Pursuant to Section 19(b)(1) of the Securities Exchange Act of 1934 (the “Act”), and Rule 19b-4 thereunder, notice is hereby given that on July 27, 2011, the EDGA Exchange, Inc. (the “Exchange” or the “EDGA”) filed with the Securities and Exchange Commission (“Commission”) the proposed rule change as described in Items I, II, and III below, which items have been prepared by the self-regulatory organization. The Commission is publishing this notice to solicit comments on the proposed rule change from interested persons.
I. Self-Regulatory Organization's Statement of the Terms of Substance of the Proposed Rule Change
The Exchange proposes to amend its fees and rebates applicable to Members  of the Exchange pursuant to EDGA Rule 15.1(a) and (c). All of the changes described herein are applicable to EDGA Members. The text of the proposed rule change is available on the Exchange's Internet Web site at http://www.directedge.com.
II. Self-Regulatory Organization's Statement of the Purpose of, and Statutory Basis for, the Proposed Rule Change
In its filing with the Commission, the self-regulatory organization included statements concerning the purpose of, and basis for, the proposed rule change and discussed any comments it received on the proposed rule change. The text of these statements may be examined at the places specified in Item IV below. The self-regulatory organization has prepared summaries, set forth in sections A, B and C below, of the most significant aspects of such statements.

[Dataset records]
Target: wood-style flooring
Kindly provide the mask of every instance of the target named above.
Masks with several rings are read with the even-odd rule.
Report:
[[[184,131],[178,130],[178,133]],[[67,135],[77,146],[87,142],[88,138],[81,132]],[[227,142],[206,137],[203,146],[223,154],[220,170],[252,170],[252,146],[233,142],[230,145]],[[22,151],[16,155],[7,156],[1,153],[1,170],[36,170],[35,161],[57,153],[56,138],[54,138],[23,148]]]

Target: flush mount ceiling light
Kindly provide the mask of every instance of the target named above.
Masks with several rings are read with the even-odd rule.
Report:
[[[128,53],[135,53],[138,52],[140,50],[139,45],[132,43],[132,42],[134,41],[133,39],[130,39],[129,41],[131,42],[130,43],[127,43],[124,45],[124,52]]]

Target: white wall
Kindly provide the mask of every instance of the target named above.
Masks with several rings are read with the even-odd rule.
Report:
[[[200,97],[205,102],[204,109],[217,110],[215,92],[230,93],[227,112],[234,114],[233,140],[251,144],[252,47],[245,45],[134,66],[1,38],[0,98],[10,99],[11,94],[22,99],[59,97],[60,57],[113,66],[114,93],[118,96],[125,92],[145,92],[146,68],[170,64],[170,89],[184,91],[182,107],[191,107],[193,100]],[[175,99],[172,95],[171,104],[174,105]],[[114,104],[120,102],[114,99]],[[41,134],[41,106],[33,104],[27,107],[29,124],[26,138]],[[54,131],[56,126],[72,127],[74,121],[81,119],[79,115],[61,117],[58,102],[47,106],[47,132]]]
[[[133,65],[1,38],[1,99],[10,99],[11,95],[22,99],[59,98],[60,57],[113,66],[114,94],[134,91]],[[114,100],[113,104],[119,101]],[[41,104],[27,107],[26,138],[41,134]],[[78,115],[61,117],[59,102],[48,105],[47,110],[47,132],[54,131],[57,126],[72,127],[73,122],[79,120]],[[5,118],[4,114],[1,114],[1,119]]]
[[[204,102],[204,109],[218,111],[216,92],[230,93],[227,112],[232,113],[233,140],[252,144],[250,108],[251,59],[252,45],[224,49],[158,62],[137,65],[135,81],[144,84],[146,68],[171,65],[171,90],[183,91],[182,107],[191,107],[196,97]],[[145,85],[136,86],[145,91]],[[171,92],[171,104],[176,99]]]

- Set exercise A
List the short names that the notice defines in parentheses and quotation marks.
- Set exercise B
According to the notice, on what date did the EDGA Exchange file the proposed rule change with the Commission?
- Set exercise C
Rewrite the notice from "II. Self-Regulatory Organization's" to "of such statements.", changing "summaries" to "overviews".

- Worked answer A
Act, Exchange, EDGA, Commission

- Worked answer B
July 27, 2011

- Worked answer C
II. Self-Regulatory Organization's Statement of the Purpose of, and Statutory Basis for, the Proposed Rule Change
In its filing with the Commission, the self-regulatory organization included statements concerning the purpose of, and basis for, the proposed rule change and discussed any comments it received on the proposed rule change. The text of these statements may be examined at the places specified in Item IV below. The self-regulatory organization has prepared overviews, set forth in sections A, B and C below, of the most significant aspects of such statements.